### 所给文本

▬▬▬▬▬▬

给定一个字符串,找出不含有重复字符的最长子串的长度。
示例 1:
输入: “abcabcbb”
输出: 3
解释: 无重复字符的最长子串是 “abc”,其长度为 3。
示例 2:
输入: “bbbbb”
输出: 1
解释: 无重复字符的最长子串是 “b”,其长度为 1。
示例 3:
输入: “pwwkew”
输出: 3
解释: 无重复字符的最长子串是 “wke”,其长度为 3。
请注意,答案必须是一个子串,“pwke” 是一个子序列 而不是子串。
// 3. Longest Substring Without Repeating Characters
// https://leetcode.com/problems/longest-substring-without-repeating-characters/description/
//
// 滑动窗口
// 时间复杂度: O(len(s))
// 空间复杂度: O(len(charset))
class Solution1 {
public int lengthOfLongestSubstring(String s) {
int[] freq = new int[256];
int l = 0, r = -1; //滑动窗口为s[l...r]
int res = 0;
// 整个循环从 l == 0; r == -1 这个空窗口开始
// 到l == s.size(); r == s.size()-1 这个空窗口截止
// 在每次循环里逐渐改变窗口, 维护freq, 并记录当前窗口中是否找到了一个新的最优值
while(l < s.length()){
if(r + 1 < s.length() && freq[s.charAt(r+1)] == 0)
freq[s.charAt(++r)] ++;
else //r已经到头 || freq[s[r+1]] == 1
freq[s.charAt(l++)] --;
res = Math.max(res, r-l+1);
}
return res;
}
public static void main(String[] args) {
System.out.println((new Solution1()).lengthOfLongestSubstring( "abcabcbb" ));
System.out.println((new Solution1()).lengthOfLongestSubstring( "bbbbb" ));
System.out.println((new Solution1()).lengthOfLongestSubstring( "pwwkew" ));
System.out.println((new Solution1()).lengthOfLongestSubstring( "" ));
}
}
// 3. Longest Substring Without Repeating Characters
// https://leetcode.com/problems/longest-substring-without-repeating-characters/description/
//
// 滑动窗口
// 时间复杂度: O(len(s))
// 空间复杂度: O(len(charset))
public class Solution2 {
public int lengthOfLongestSubstring(String s) {
int[] freq = new int[256];
int l = 0, r = -1; //滑动窗口为s[l...r]
int res = 0;
// 在这里, 循环中止的条件可以是 r + 1 < s.length(), 想想看为什么?
// 感谢课程QQ群 @千千 指出 :)

▬▬▬▬▬▬

### 提供的信息
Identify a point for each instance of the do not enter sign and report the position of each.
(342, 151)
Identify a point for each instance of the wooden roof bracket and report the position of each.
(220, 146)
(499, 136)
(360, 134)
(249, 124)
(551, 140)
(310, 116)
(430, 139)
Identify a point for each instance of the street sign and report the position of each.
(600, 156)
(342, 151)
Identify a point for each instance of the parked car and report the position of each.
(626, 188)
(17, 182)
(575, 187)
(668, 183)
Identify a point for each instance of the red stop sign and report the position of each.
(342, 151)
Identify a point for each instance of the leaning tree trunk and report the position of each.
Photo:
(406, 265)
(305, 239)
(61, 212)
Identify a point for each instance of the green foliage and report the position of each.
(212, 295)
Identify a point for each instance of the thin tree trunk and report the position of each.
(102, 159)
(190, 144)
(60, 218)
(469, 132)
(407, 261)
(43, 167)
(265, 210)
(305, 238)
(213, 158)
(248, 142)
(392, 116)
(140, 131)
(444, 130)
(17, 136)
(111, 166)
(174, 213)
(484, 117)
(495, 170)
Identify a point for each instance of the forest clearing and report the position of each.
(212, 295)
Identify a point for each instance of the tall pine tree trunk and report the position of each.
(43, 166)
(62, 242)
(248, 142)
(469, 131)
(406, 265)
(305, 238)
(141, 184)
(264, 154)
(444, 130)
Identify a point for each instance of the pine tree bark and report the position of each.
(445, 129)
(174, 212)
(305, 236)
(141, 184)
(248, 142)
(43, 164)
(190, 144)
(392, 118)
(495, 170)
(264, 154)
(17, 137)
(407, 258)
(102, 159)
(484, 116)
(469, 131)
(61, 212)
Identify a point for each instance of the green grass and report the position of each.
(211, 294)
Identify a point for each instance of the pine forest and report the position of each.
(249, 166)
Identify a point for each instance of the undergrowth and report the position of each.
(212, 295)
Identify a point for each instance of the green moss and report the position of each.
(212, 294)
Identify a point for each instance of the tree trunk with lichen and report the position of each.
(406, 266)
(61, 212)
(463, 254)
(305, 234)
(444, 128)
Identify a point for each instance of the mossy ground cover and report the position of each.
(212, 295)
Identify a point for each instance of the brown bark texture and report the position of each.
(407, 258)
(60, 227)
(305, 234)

▬▬▬▬▬▬

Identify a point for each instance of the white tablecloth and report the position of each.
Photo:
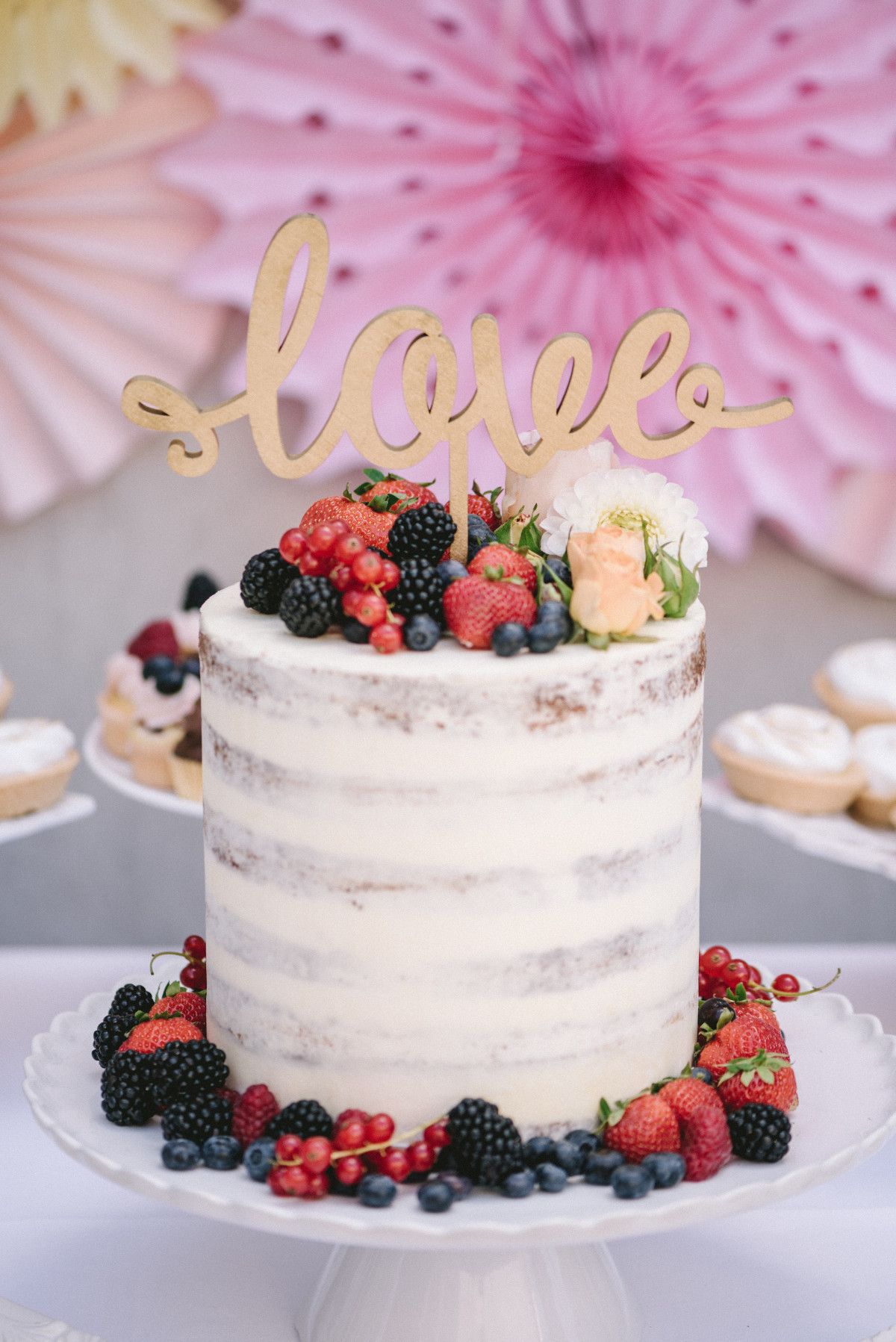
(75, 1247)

▬▬▬▬▬▬

### 练习要求
在所给文本中,Solution1 的注释标明的时间复杂度是什么? 请仅依据所给文本作答。

### 练习答案
O(len(s))